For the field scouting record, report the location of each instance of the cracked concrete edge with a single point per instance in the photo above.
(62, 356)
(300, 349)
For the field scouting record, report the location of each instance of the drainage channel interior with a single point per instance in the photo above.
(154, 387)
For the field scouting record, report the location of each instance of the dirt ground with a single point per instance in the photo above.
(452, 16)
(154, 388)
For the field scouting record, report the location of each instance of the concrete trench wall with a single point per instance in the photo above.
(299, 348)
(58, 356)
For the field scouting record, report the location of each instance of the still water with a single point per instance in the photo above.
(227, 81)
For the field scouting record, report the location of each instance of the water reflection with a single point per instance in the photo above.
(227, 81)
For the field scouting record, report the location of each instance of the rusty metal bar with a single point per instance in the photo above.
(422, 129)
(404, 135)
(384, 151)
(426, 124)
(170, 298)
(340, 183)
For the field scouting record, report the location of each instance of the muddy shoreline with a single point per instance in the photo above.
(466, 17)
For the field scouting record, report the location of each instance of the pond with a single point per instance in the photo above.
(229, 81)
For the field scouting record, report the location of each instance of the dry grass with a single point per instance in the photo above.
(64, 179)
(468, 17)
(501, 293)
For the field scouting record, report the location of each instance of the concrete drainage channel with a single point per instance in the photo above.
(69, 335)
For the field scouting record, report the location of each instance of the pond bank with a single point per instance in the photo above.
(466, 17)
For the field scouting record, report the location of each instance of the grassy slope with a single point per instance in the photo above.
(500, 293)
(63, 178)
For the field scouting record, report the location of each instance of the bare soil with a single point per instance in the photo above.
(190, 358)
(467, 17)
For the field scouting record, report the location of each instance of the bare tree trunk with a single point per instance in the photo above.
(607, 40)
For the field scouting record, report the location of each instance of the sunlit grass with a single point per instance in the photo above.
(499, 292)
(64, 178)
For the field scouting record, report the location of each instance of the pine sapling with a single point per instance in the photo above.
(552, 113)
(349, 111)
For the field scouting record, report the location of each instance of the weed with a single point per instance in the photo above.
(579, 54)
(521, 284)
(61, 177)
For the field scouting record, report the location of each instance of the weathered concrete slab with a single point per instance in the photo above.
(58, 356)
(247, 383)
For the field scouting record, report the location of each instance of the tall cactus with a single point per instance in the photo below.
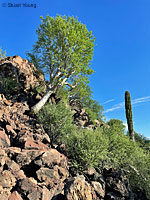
+ + +
▶ _Exercise brief_
Reproduce every line of the material from the line containing "of the pine" down to the end of the material, keeping the wording lines unchanged and multiplying each point coordinate in the answers by 0.65, rounded to whole numbers with halves rounded up. Leave the pictures out.

▶ _Final result_
For the field scouting record, report the location of each instance of the pine sapling with a single point per instance in the photo above.
(359, 73)
(227, 72)
For the field scouting record, report the location of each instance of the weed with a single point per instance in the photo above.
(376, 35)
(339, 185)
(40, 115)
For the field scouting record, report the location of each instance of the weathered concrete slab with a single point per instance in the photo above.
(38, 231)
(161, 249)
For the field scouting record, report the location of each instance of the tall cactus with a single point per instance in the photo below.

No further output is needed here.